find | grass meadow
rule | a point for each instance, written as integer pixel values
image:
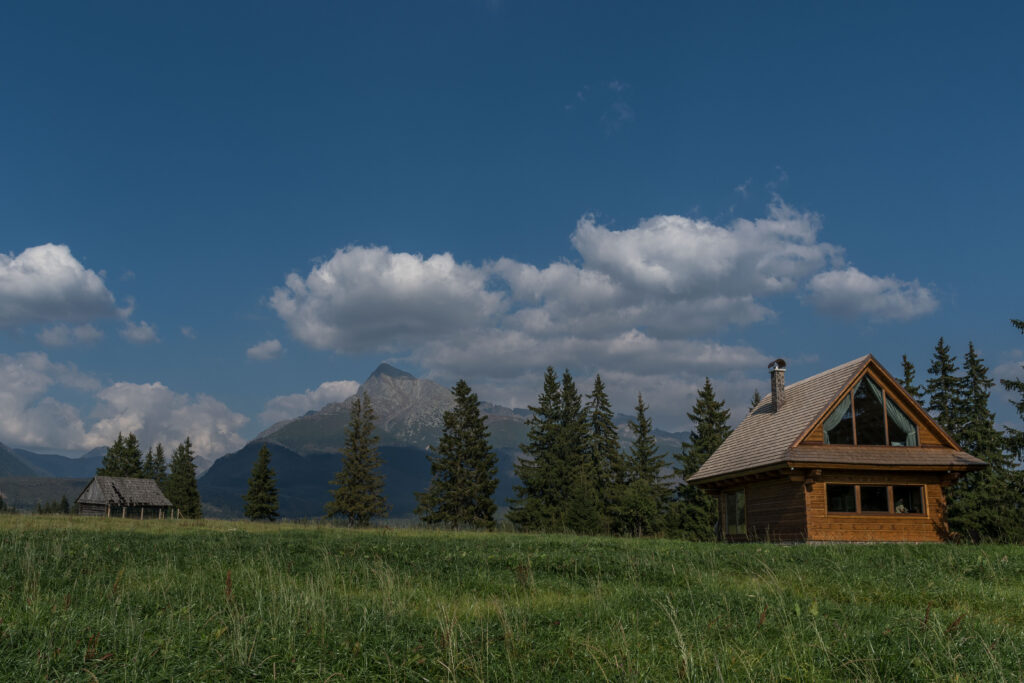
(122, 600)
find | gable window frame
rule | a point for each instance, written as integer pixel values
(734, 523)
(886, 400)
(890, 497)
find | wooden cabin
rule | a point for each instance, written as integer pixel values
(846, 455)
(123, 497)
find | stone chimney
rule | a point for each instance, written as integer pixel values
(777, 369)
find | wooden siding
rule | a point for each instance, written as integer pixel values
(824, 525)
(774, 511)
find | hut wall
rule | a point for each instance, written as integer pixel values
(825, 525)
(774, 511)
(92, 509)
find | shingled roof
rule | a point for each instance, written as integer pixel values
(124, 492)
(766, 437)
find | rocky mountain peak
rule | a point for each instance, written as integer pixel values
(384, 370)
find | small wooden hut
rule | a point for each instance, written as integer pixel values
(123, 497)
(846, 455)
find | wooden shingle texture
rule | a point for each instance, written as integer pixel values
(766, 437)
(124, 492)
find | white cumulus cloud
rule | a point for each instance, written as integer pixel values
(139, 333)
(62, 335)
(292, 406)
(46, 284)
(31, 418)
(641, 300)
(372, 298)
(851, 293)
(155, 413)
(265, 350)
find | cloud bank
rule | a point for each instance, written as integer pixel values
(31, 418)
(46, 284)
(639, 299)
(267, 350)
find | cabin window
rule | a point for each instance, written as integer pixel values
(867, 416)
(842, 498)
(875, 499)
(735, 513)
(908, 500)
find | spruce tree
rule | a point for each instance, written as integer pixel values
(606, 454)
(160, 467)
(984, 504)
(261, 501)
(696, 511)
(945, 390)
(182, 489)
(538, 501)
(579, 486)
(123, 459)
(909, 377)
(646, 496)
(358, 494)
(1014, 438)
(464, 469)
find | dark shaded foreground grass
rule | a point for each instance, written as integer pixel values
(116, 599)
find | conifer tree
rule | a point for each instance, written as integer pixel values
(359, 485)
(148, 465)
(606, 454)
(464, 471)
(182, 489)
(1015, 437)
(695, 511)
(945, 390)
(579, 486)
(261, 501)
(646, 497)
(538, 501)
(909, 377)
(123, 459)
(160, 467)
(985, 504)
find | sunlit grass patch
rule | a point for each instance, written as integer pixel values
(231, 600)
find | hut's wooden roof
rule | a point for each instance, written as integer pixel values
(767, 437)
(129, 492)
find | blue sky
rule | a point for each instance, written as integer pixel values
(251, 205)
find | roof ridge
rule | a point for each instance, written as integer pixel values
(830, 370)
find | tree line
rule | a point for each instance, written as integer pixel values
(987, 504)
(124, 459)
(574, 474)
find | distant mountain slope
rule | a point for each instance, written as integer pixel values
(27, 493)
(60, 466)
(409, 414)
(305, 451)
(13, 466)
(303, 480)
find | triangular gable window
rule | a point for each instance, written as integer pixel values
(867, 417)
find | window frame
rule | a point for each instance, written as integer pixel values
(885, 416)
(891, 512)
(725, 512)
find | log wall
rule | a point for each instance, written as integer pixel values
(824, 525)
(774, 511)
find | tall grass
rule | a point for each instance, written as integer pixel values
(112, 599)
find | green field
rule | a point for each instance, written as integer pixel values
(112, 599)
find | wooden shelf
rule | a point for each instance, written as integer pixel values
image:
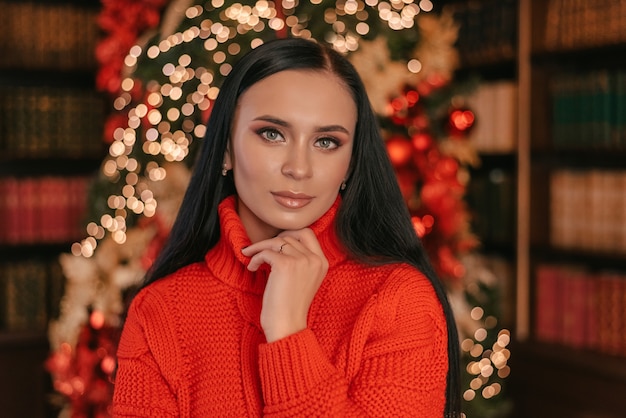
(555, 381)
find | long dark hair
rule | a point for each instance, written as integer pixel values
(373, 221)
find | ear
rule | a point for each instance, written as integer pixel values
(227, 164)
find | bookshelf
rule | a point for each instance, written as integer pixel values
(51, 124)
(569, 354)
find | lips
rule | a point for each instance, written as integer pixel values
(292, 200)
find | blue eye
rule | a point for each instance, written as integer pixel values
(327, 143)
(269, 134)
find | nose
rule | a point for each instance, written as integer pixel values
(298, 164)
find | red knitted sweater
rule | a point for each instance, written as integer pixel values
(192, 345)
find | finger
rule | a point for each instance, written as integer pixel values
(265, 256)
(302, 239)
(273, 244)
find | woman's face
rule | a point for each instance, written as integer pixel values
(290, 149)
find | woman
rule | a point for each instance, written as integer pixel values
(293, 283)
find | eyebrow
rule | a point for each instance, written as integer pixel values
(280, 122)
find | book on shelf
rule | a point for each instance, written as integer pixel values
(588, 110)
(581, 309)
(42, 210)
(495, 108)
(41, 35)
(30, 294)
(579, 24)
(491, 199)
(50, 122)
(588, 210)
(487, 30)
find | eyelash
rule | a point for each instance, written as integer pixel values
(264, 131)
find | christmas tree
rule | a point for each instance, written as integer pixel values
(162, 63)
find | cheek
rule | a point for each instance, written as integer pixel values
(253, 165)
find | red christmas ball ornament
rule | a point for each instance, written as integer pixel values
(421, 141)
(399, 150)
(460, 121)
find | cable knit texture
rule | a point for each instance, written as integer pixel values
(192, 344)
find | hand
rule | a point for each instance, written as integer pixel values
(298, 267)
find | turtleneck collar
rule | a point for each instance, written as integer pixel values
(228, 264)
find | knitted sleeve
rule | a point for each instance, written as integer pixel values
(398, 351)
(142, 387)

——

[Task directions] Repeat the material above in full and exactly, apart from the pictures.

[Task solution]
find | grass meadow
rule | a point for each instance, written as integer pixel values
image:
(122, 600)
find | gable window frame
rule | a point for each instance, written as integer pixel values
(734, 523)
(886, 400)
(890, 497)
find | wooden cabin
rule | a point for each instance, written as integer pixel values
(846, 455)
(123, 497)
find | stone chimney
rule | a point for each instance, written as integer pixel values
(777, 369)
find | wooden siding
rule | a point for each instance, written as integer pixel values
(824, 525)
(774, 511)
find | hut wall
rule | a point for each instance, written as integer pixel values
(825, 525)
(774, 511)
(92, 509)
find | shingled roof
rule | a point for each instance, written as integer pixel values
(124, 492)
(766, 437)
find | rocky mountain peak
rule | a point for each instance, written as integer pixel values
(384, 370)
find | small wooden hut
rule | a point for each instance, written as integer pixel values
(123, 497)
(846, 455)
find | wooden shingle texture
rule | a point for each instance, written as integer pixel values
(766, 437)
(124, 492)
find | white cumulus cloud
rule | a point for each instance, written as integer pixel values
(139, 333)
(62, 335)
(292, 406)
(46, 284)
(31, 418)
(641, 300)
(372, 298)
(851, 293)
(155, 413)
(265, 350)
find | cloud bank
rule | a point for each instance, written as integer pixel values
(31, 418)
(46, 284)
(639, 299)
(267, 350)
find | cabin window
rule | a point for each instance, written as integer pixel values
(867, 416)
(842, 498)
(875, 499)
(735, 513)
(908, 500)
find | spruce tree
rule | a point for each instance, written as integer pixel values
(606, 454)
(160, 467)
(984, 504)
(261, 501)
(696, 511)
(945, 390)
(182, 489)
(538, 501)
(579, 486)
(123, 459)
(909, 377)
(646, 496)
(358, 494)
(1014, 438)
(464, 469)
find | dark shaded foreground grass
rule | a point for each instance, written as integer pixel values
(116, 599)
find | conifer tree
rule | a point for each instance, written as integer pixel values
(359, 485)
(148, 465)
(606, 454)
(464, 471)
(182, 489)
(1015, 437)
(695, 511)
(945, 390)
(579, 486)
(261, 501)
(646, 497)
(538, 501)
(909, 377)
(123, 459)
(160, 467)
(985, 504)
find | sunlit grass patch
rule | a point for each instance, written as integer pixel values
(231, 600)
find | hut's wooden roof
rule | a point for each instance, written as integer pixel values
(767, 437)
(129, 492)
find | blue sky
rule | a point for each instance, written as integer pixel values
(251, 205)
find | roof ridge
rule | a point for each instance, written as integer pixel values
(830, 370)
find | tree line
rule | a point for each instance, written as integer pixel values
(987, 504)
(124, 459)
(574, 474)
find | distant mountain slope
rule | a point for each instance, written as integer pixel values
(27, 493)
(60, 466)
(409, 414)
(305, 451)
(13, 466)
(303, 480)
find | triangular gable window
rule | a point for each instance, written as integer pixel values
(867, 417)
find | window frame
rule | a point for each instance, written as integer pixel values
(885, 416)
(891, 512)
(725, 512)
find | log wall
rule | a point for each instance, written as integer pixel values
(824, 525)
(774, 511)
find | tall grass
rule | a point for each instance, written as integer pixel values
(112, 599)
find | green field
rule | a point for each instance, written as integer pixel values
(112, 599)
find | wooden shelf
rule | a point for each instance, written as integer pixel values
image:
(555, 381)
find | long dark hair
rule | a point for each instance, written as integer pixel values
(373, 221)
find | ear
rule | a point for each instance, written as integer pixel values
(227, 164)
find | bookshelf
rule | a point for each instance, written as integer pixel values
(51, 124)
(569, 354)
find | lips
rule | a point for each instance, written as integer pixel values
(292, 200)
find | blue eye
rule | a point for each instance, written as integer pixel values
(327, 143)
(269, 134)
find | nose
rule | a point for each instance, written as integer pixel values
(298, 164)
find | red knitted sweater
rule | a point for each instance, written as integer pixel values
(192, 345)
find | finger
rule | a point for each instance, written as integer pixel values
(265, 256)
(302, 239)
(273, 244)
find | woman's face
rule | a point for each instance, written as integer pixel values
(290, 149)
find | woman
rule | a point for each instance, written as integer pixel values
(293, 283)
find | eyebrow
rule | a point for each instance, written as integer pixel values
(280, 122)
find | book on shelf
rule | a point for each instance, written as integer pixel values
(588, 110)
(581, 309)
(42, 210)
(495, 108)
(41, 35)
(30, 294)
(579, 24)
(491, 199)
(50, 122)
(588, 210)
(487, 30)
find | eyelash
rule | a point for each instance, written as integer pixel values
(264, 131)
find | christmas tree
rule | a point for each instance, written as integer pixel values
(162, 63)
find | cheek
rule | a point for each instance, written as integer pixel values
(253, 165)
find | red christmas ball ornament
rule | a point for each instance, written as integer pixel values
(421, 141)
(399, 150)
(460, 121)
find | cable knit texture
rule | a point for each instance, written as integer pixel values
(192, 344)
find | hand
rule | a point for each instance, written as integer pixel values
(298, 267)
find | turtleneck collar
rule | a point for each instance, written as integer pixel values
(228, 264)
find | knitted sleeve
rule | a point for each instance, written as integer pixel values
(398, 351)
(142, 387)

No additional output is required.